» Stated goal: In the post on the Pakistan floods, how much has the British public already donated to the aid effort?
START Text segment
DEC press conference on Pakistan Floods

I’m sitting here on a rather damp day in August listening to the DEC conference on BBC news about the aid effort in Pakistan. Suffice to say, it’s on the wrong side of appalling.

The DEC (Disasters Emergency Committee) is a charity that collects money and distribute it to charities who they are know are in a disaster area, on the ground. The British public have donated £29 million (US$45 million) to the aid effort already, and are likely to donate more, because this is the lead story on all the news networks over here and they are not holding back any particularly graphic pictures. Just in case you haven’t been watching the news or they aren’t covering it in your nation:

  • about 1,600 have been killed,
  • estimated 6 million people are now homeless,
  • 14 million people have been affected, 60% of the population are ‘food insecure’,
  • 20% of the whole landmass of Pakistan is underwater, which is about an area the size of Italy.
  • Ban Ki-Moon described the disaster as a ‘slow moving tsunami’: as the floods move towards the sea, its flooding more and more villages, towns and cities, and the water just keeps on increasing.
END Text segment
START Provided material
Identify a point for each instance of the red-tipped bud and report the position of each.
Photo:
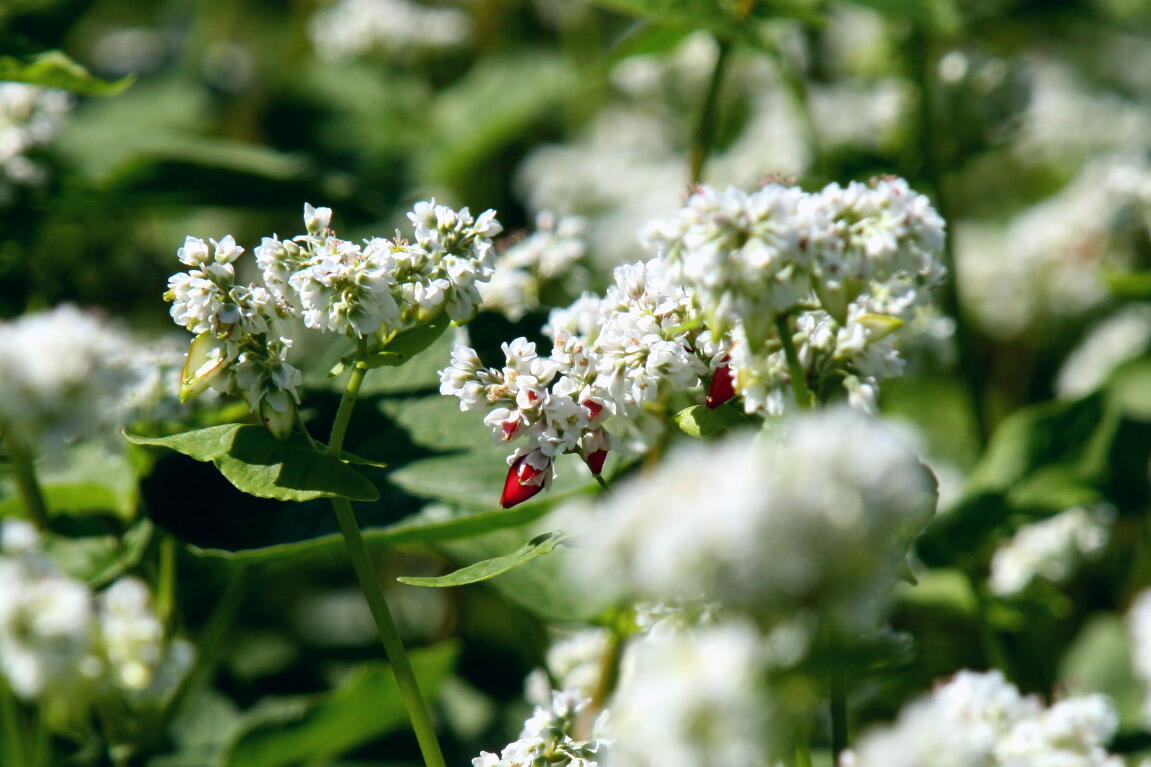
END Provided material
» Solution for this task: £29 million (US$45 million).